■ PROBLEM DESCRIPTION
Rewrite all of the rows below, swapping each occurrence of "set one dot" for "place a single dot" and keeping every other word unchanged. Omit the picture from your output.

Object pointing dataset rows
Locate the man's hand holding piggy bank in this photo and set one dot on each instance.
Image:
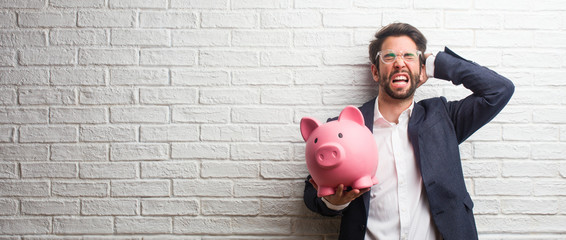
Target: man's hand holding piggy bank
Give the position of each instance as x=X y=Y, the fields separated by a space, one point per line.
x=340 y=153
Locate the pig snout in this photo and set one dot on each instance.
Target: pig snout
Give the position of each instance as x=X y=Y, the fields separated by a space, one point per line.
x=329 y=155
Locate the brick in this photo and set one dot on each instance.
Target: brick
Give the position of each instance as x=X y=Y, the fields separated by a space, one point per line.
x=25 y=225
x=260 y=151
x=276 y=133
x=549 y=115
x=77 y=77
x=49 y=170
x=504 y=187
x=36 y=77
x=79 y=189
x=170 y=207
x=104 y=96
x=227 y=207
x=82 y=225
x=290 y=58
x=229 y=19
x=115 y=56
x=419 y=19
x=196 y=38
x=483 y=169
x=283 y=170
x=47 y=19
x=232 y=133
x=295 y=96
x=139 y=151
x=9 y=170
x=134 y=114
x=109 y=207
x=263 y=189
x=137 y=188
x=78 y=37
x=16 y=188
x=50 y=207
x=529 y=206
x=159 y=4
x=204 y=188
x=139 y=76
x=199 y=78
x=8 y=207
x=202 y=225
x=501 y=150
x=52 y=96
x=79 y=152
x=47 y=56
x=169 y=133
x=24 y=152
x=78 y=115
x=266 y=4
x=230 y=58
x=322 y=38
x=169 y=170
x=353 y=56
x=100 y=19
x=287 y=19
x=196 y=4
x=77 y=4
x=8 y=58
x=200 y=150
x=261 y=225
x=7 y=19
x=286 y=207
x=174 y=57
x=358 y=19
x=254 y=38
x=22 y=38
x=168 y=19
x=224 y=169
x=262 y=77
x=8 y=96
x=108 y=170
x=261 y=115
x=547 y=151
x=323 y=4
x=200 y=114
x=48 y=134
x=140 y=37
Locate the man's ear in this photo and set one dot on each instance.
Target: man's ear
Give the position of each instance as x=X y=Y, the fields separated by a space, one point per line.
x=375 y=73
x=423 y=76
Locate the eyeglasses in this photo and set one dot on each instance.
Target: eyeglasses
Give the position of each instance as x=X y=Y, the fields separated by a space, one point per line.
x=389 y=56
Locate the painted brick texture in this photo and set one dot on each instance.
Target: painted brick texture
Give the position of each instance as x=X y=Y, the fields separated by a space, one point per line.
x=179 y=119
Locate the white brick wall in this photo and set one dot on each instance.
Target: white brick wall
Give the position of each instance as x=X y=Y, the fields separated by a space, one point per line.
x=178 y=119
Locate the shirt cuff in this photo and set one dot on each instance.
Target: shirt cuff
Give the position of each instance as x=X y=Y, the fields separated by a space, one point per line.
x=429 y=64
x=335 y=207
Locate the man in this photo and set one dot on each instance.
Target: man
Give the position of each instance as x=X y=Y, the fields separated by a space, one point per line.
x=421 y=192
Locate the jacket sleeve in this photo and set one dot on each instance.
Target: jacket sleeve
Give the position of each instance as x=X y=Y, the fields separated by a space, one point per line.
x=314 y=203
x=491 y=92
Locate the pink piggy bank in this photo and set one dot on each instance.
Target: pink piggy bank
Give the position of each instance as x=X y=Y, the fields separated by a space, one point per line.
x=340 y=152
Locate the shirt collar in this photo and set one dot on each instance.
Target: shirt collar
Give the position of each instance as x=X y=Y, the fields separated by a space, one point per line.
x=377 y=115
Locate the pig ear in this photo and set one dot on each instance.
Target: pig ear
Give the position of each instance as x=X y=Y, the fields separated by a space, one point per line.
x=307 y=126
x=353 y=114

■ ANSWER TO THIS TASK
Locate the man's hand holding piggy bank in this photo and place a single dot on each instance.
Image:
Target: man's hand holding piggy bank
Give the position of each instance as x=X y=Y, the fields separated by a space, one point per line.
x=340 y=153
Locate the pig snout in this photo and place a single dot on each instance.
Target: pig snout
Give the position of each instance as x=X y=Y, the fields separated by a space, one point per line.
x=329 y=155
Locate the brick in this photo and place a single dot on each instance.
Target: brick
Give the position of each instance as x=X y=Y, the fields separated by a space, one point per line.
x=25 y=225
x=260 y=151
x=276 y=133
x=549 y=115
x=77 y=77
x=49 y=170
x=504 y=187
x=36 y=77
x=79 y=189
x=170 y=207
x=104 y=96
x=227 y=207
x=82 y=225
x=290 y=58
x=229 y=19
x=115 y=56
x=419 y=19
x=196 y=38
x=483 y=169
x=283 y=170
x=47 y=19
x=232 y=133
x=295 y=96
x=139 y=151
x=9 y=170
x=134 y=114
x=109 y=207
x=263 y=189
x=137 y=188
x=78 y=37
x=16 y=188
x=50 y=207
x=529 y=206
x=159 y=4
x=204 y=188
x=139 y=76
x=199 y=78
x=8 y=207
x=202 y=225
x=501 y=150
x=52 y=96
x=79 y=152
x=47 y=56
x=169 y=133
x=24 y=152
x=78 y=115
x=266 y=4
x=230 y=58
x=322 y=38
x=169 y=170
x=353 y=56
x=100 y=19
x=287 y=19
x=196 y=4
x=77 y=4
x=8 y=58
x=200 y=150
x=261 y=225
x=7 y=19
x=286 y=207
x=174 y=57
x=358 y=19
x=254 y=38
x=22 y=38
x=168 y=19
x=224 y=169
x=262 y=77
x=8 y=96
x=108 y=170
x=261 y=115
x=547 y=151
x=323 y=4
x=200 y=114
x=48 y=134
x=140 y=37
Locate the man's ear in this photo and place a single dot on each instance.
Target: man's ear
Give the position of each instance as x=X y=Y, the fields separated by a space, one point per line.
x=375 y=73
x=423 y=76
Locate the eyeglasses in this photo and place a single dot on each instance.
Target: eyeglasses
Give the position of each instance as x=X y=Y, the fields separated by a space, one point per line.
x=389 y=56
Locate the painted brick texture in this photo and place a single dot on each instance.
Target: painted brick texture
Give the position of each instance as x=X y=Y, the fields separated by a space, one point per line.
x=179 y=119
Locate the white brick wall in this photo and place a single dot on each instance.
Target: white brick wall
Give the position of each instance as x=X y=Y, the fields separated by a space, one point per line.
x=178 y=119
Locate the shirt cuff in this photo and place a single dot on each instance.
Target: shirt cuff
Give the position of each instance as x=X y=Y, the fields separated by a space, one point per line.
x=429 y=64
x=335 y=207
Locate the man in this photo and place a single dot on each instance.
Target: man
Give the position of each instance as x=X y=Y, the fields separated by a space, one point per line.
x=421 y=192
Locate the jacket sleeve in this photo and place a single dot on each instance.
Target: jacket sleeve
Give the position of each instance as x=X y=Y, the fields separated by a space, one point per line.
x=314 y=203
x=491 y=92
Locate the pink piggy bank in this photo and place a single dot on each instance.
Target: pink piggy bank
Give the position of each instance as x=X y=Y, the fields separated by a space, one point per line.
x=340 y=152
Locate the shirt collar in this photo and place a single dot on each instance.
Target: shirt collar
Give the position of each instance as x=X y=Y, the fields separated by a space, one point per line.
x=377 y=115
Locate the pig ear in this photo and place a single dot on each instance.
Target: pig ear
Give the position of each instance as x=X y=Y, the fields separated by a space, one point per line.
x=307 y=126
x=353 y=114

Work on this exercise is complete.